Verbatim copy without images: return all of the data as it stands.

━━━ INFORMATION GIVEN ━━━

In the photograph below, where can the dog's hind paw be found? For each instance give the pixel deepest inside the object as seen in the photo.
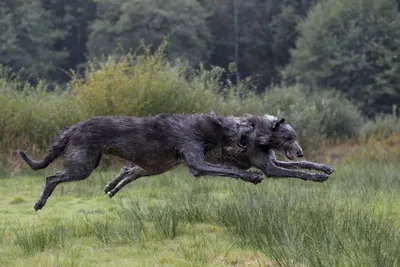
(256, 177)
(326, 169)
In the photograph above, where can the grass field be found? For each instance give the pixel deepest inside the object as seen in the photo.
(353, 219)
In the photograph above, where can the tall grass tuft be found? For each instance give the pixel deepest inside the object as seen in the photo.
(36, 238)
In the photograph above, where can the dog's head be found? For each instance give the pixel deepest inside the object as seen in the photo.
(268, 132)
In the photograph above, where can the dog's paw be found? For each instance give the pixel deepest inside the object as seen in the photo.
(256, 177)
(326, 169)
(110, 194)
(39, 205)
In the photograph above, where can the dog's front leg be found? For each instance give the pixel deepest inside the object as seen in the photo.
(193, 156)
(301, 164)
(274, 171)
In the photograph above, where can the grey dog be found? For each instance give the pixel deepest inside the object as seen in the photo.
(254, 148)
(159, 143)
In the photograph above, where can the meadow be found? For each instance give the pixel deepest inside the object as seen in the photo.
(173, 219)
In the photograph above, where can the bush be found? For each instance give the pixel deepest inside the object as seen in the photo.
(141, 85)
(382, 125)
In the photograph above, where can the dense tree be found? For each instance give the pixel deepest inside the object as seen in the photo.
(72, 18)
(125, 23)
(352, 46)
(27, 39)
(267, 30)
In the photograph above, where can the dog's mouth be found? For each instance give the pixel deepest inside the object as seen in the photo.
(289, 155)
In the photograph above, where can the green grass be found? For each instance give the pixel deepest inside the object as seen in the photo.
(176, 220)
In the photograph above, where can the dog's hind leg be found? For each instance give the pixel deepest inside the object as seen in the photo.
(131, 174)
(125, 171)
(77, 169)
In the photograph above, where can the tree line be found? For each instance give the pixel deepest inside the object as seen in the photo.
(352, 46)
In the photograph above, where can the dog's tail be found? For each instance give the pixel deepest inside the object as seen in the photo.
(58, 145)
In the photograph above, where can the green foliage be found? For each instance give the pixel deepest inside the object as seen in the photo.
(27, 39)
(267, 30)
(382, 126)
(142, 85)
(72, 17)
(351, 46)
(126, 24)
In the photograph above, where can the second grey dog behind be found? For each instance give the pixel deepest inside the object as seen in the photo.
(156, 144)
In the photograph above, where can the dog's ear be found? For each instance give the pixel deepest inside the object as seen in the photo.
(215, 118)
(276, 123)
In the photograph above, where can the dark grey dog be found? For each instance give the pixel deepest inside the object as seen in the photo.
(160, 143)
(156, 144)
(254, 148)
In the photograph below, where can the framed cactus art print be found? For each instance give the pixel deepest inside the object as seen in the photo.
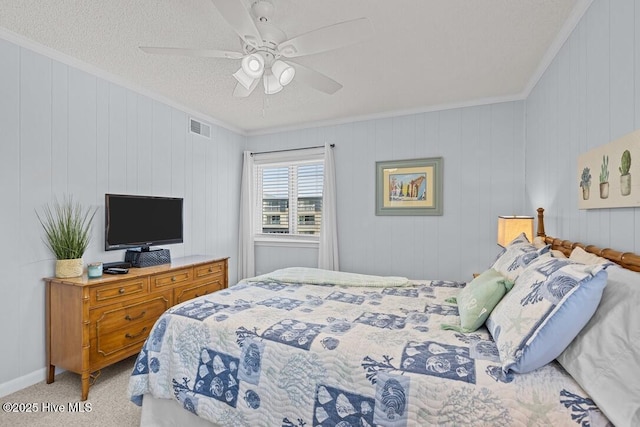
(606, 174)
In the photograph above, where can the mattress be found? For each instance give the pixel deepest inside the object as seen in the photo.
(302, 347)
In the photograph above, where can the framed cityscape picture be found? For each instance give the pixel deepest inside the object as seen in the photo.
(409, 187)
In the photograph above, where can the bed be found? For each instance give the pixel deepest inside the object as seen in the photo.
(307, 347)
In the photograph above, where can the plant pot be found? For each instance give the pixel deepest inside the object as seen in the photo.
(625, 184)
(585, 193)
(66, 268)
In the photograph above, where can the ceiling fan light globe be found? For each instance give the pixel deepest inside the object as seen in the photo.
(253, 65)
(283, 72)
(271, 84)
(242, 78)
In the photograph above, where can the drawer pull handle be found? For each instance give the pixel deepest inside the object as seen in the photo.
(128, 335)
(140, 316)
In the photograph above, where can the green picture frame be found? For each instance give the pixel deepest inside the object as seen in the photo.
(409, 187)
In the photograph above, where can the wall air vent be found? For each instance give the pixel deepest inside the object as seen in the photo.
(199, 128)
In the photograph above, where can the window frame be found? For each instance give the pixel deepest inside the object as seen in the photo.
(283, 159)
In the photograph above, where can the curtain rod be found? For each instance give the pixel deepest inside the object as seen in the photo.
(292, 149)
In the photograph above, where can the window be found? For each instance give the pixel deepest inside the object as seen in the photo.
(289, 195)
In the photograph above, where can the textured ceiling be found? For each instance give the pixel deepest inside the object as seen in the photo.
(423, 55)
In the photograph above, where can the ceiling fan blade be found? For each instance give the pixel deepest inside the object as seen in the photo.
(242, 92)
(235, 13)
(327, 38)
(207, 53)
(315, 79)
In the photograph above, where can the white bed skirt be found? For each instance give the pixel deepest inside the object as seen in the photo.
(168, 413)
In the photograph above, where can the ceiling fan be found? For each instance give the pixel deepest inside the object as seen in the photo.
(264, 46)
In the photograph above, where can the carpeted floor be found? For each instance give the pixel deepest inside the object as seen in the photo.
(109, 405)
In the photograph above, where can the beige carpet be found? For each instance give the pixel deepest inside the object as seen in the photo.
(108, 398)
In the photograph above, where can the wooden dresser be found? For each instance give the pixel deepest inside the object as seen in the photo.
(93, 323)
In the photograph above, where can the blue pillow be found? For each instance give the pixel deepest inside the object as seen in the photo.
(550, 303)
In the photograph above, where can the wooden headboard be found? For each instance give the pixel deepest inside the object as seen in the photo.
(628, 260)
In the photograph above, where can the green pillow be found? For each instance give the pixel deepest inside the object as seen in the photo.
(477, 300)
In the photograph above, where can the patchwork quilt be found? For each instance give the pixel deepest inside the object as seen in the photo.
(280, 351)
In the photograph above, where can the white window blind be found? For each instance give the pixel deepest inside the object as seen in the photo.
(289, 196)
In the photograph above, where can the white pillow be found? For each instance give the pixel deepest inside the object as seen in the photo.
(604, 358)
(551, 301)
(516, 256)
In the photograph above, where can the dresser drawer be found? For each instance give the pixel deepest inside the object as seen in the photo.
(120, 342)
(208, 271)
(172, 279)
(189, 292)
(119, 291)
(115, 317)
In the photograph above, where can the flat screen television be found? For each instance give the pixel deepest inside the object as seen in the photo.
(133, 221)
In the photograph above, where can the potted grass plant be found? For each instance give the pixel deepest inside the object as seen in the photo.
(67, 227)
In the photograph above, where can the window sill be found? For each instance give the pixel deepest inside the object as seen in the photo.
(288, 241)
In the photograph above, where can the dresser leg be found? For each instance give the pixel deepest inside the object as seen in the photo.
(51, 374)
(85, 385)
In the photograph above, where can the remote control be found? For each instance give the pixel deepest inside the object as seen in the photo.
(115, 270)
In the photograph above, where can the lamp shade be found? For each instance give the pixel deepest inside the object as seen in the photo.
(510, 227)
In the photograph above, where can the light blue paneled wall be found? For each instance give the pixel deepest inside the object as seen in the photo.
(589, 96)
(65, 131)
(483, 149)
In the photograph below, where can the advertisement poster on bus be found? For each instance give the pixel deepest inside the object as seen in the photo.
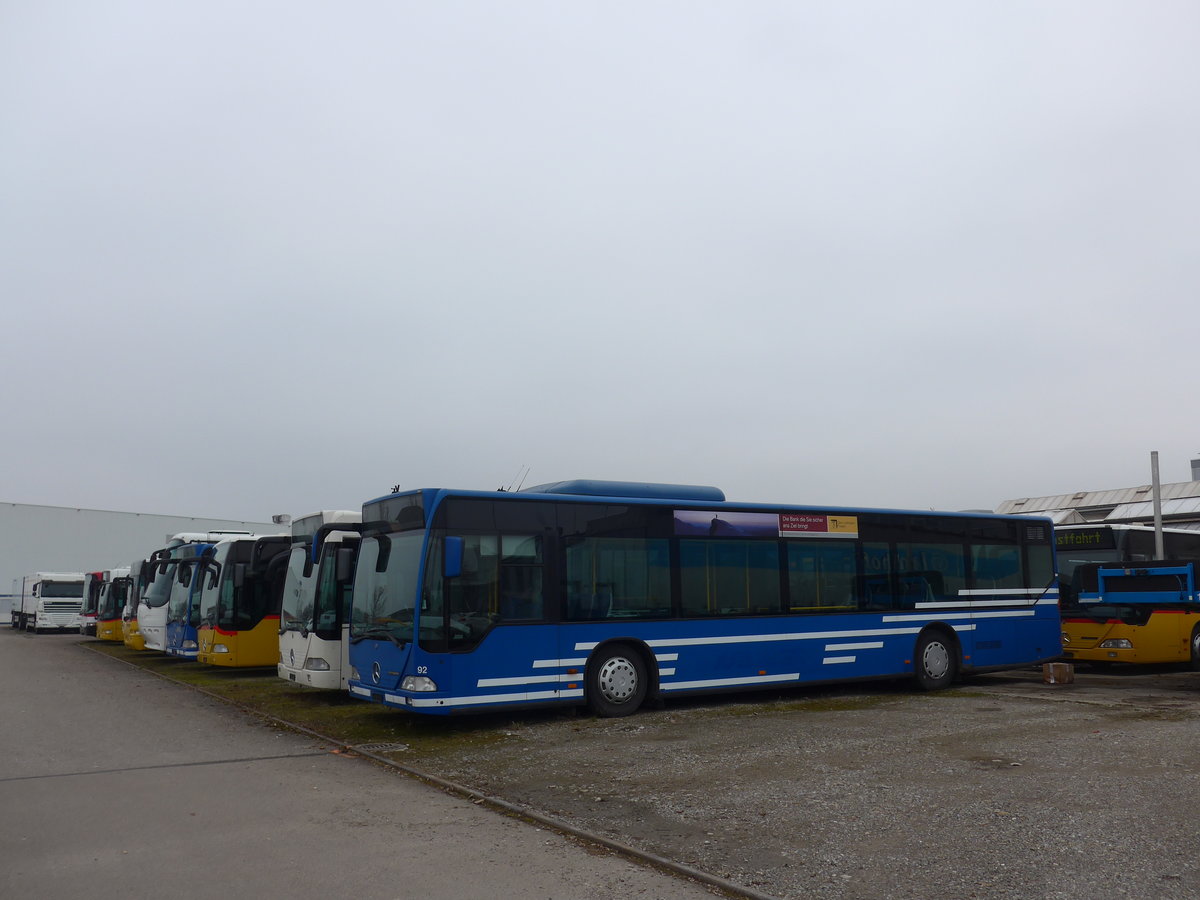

━━━

• **RESULT FOR THIS EXERCISE**
In the photograph below, where can the dog's hind paw be found? For each instance give the pixel deepest inside the object as seen in the photo.
(256, 177)
(326, 169)
In the photograph above, where can the grass field be found? For each instance give the pixel deepest inside the object as seen in the photo.
(353, 219)
In the photograph above, where can the tall grass tuft be found? For each instance give the pixel deepest inside the object as seen in the photo.
(36, 238)
In the photograph above, where can the dog's head be found? For each instance give the pixel deepest inside the object as seen in the photo.
(268, 132)
In the photograph above, where can the dog's paw be found? For each instance give the pixel deepest inside the object as seen in the photo.
(256, 177)
(326, 169)
(110, 194)
(39, 205)
In the photograph above, where can the dog's front leg be found? For each instance give the pixel deepest inside the object as seen in the photo.
(193, 156)
(301, 164)
(274, 171)
In the photograph above, where can the grey dog be found? For each instance give the pixel deepest inside the object as seen in the photo.
(254, 148)
(159, 143)
In the photograph above, where can the meadow be found? For each instance give the pixel deepest inside the object as seen in the photo.
(173, 219)
In the photograph above, where can the bush be found? For each instance give the pixel deepest inside the object as seen in the photo.
(141, 85)
(382, 125)
In the photograph above, where can the dense tree be found? For each instance give the pixel deepest inside the object as seen in the photo.
(72, 18)
(125, 23)
(352, 46)
(27, 39)
(267, 30)
In the photograph above, where can the dog's mouth be found? For each instance give the pixel deepest inside the object as seen in the photo.
(289, 155)
In the photograph above, where can the green grass be found? For each instance give the pixel deepest inside the object as seen in the photo.
(176, 220)
In the photograph above, where can the dog's hind leg be found? For each instance give the pixel deepest inside the object as seen in the photo.
(131, 174)
(125, 171)
(77, 169)
In the photograph above, where can the tree line be found? For each instance give the pixel deepest inside the object as seen in the photo.
(352, 46)
In the photograph above, where can the dog's tail be found? For each instance give the pixel deepest inside the object as seen in the photo.
(58, 145)
In the photograph above, where can the green foliage be found? For each instance give the pixel deepest inside the object as seen in the photo.
(27, 39)
(267, 30)
(382, 126)
(142, 85)
(72, 17)
(351, 46)
(126, 24)
In the photograph above, where can the second grey dog behind be found? For each instance give the pixel deepest inside the object as seen in the photo.
(156, 144)
In the photograph above, where can the dog's ear be found? For each instance give the pixel deepest inside the object as seen in the photo.
(215, 118)
(276, 123)
In the photograph above, where can the dark grey dog be found? For each instance give the pixel deepest inside the object as seen in the photo.
(160, 143)
(156, 144)
(254, 148)
In the photograph below, where can the framed cactus art print be found? For each instance give the pixel deepest inside the object as seen in the photo.
(606, 174)
In the photograph above, where can the mattress be found? For each instance give the pixel deepest inside the object as seen in the photo.
(302, 347)
In the photograph above, where can the framed cityscape picture be found? For each instance give the pixel deepest inside the object as seen in the photo.
(409, 187)
In the photograph above, where can the bed be found? For each instance give the pixel deepest inside the object as seen in the photo.
(307, 347)
In the photograph above, where can the plant pot be found? For each instance give the pixel deepest inside the object as seen in the photo.
(625, 184)
(585, 193)
(66, 268)
In the photograph above, where can the ceiling fan light globe be found? For each instance give the pixel deepest inside the object as seen in the photo.
(253, 65)
(283, 72)
(271, 84)
(242, 78)
In the photograph above, where can the drawer pull handle be found? For each instance give the pixel deepest inside the object as seen in the photo.
(128, 335)
(140, 316)
In the photograph above, where can the green picture frame be found? For each instance give the pixel deepest inside the object as seen in the photo.
(409, 187)
In the photograph above, where can the wall air vent be found? For each instance give the pixel deepest inside the object as seen in the photo.
(199, 128)
In the photograph above, where can the window frame be found? For each instance give the pixel deepest inside the object as seen in the photo.
(283, 159)
In the photograph above, where can the curtain rod be found? For each instance give the pixel deepest inside the object as seen in the photo.
(292, 149)
In the photograph above, where can the window be found? For each instance give the pixel deepest inside the object as seen in the photo.
(289, 195)
In the photograph above, where can the textured ceiling be found? For each instance give the pixel deepest inside the object as seen in the photo.
(423, 55)
In the photograph above, where can the ceiling fan blade be found? For each instance give the pixel deepest inside the object as seen in the photo.
(242, 92)
(235, 13)
(327, 38)
(207, 53)
(315, 79)
In the photograph above, where can the white bed skirt be found? For each instance give the pixel deepest inside the object as seen in the photo.
(168, 413)
In the photograph above, where can the ceiling fan be found? For each instance give the pixel deepest inside the object as seen in the photo.
(264, 46)
In the photograph above, where can the carpeted floor be found? For each instance give the pixel deepest inside the object as seen in the photo.
(109, 405)
In the photograph above, where can the beige carpet be found? For each instance give the pixel deepest inside the object as seen in the photo.
(108, 398)
In the photograph above, where can the wooden dresser be found? For each instance give the pixel deepest inside the object as seen in the photo.
(93, 323)
In the photograph above, where can the blue pillow be found? For each instance give the pixel deepest inside the object as seen in the photo.
(550, 303)
In the photograph above, where can the wooden headboard be found? For each instance give the pixel deepest inside the object as seen in the photo.
(628, 260)
In the photograph above, where can the green pillow be found? For each instance give the pixel deepest inside the object as seen in the photo.
(477, 300)
In the photograph above, where can the patchwork quilt be found? For each instance give the pixel deepest inside the object as seen in the photo.
(280, 351)
In the photograph above, where can the white window blind be found? For each instance give the pixel deepest inside the object as seen in the photo.
(289, 196)
In the photograph above, where can the white pillow be found? For each instance give the pixel deepest inside the object as seen in the photo.
(604, 358)
(551, 301)
(516, 256)
In the photograph above, where can the dresser drawer be found? For each instance give the pixel deepest inside the object as seen in the photo.
(120, 342)
(208, 271)
(172, 279)
(189, 292)
(119, 291)
(115, 317)
In the photograph above, where can the flat screen television be found? For each instance give the pixel deepest inside the object as seen in the photo.
(133, 221)
In the photograph above, where can the potted grass plant be found? For each instance give the pixel deepest inside the object as seen in the photo.
(67, 227)
In the photograph above, where can the window sill be found? For each instance give the pixel deepest inside the object as seen in the photo.
(288, 241)
In the photograph above, where can the dresser leg be found? For each instance give the pixel deepest inside the object as seen in the photo.
(51, 374)
(85, 385)
In the photograph above, where can the remote control be found? For each instance give the pixel deepest inside the object as seen in the photo.
(115, 270)
In the photograph above, where can the lamp shade be found? For each instance give the pixel deepest inside the object as seen in the photo.
(510, 227)
In the photograph above, where can the light blue paneled wall be found? For each instance give the pixel deepest inside the object as seen in the photo.
(589, 96)
(65, 131)
(483, 149)
In the photograph below, where can the advertisement poster on bus be found? For each instance give the pixel deepest inside the object as seen in the photo.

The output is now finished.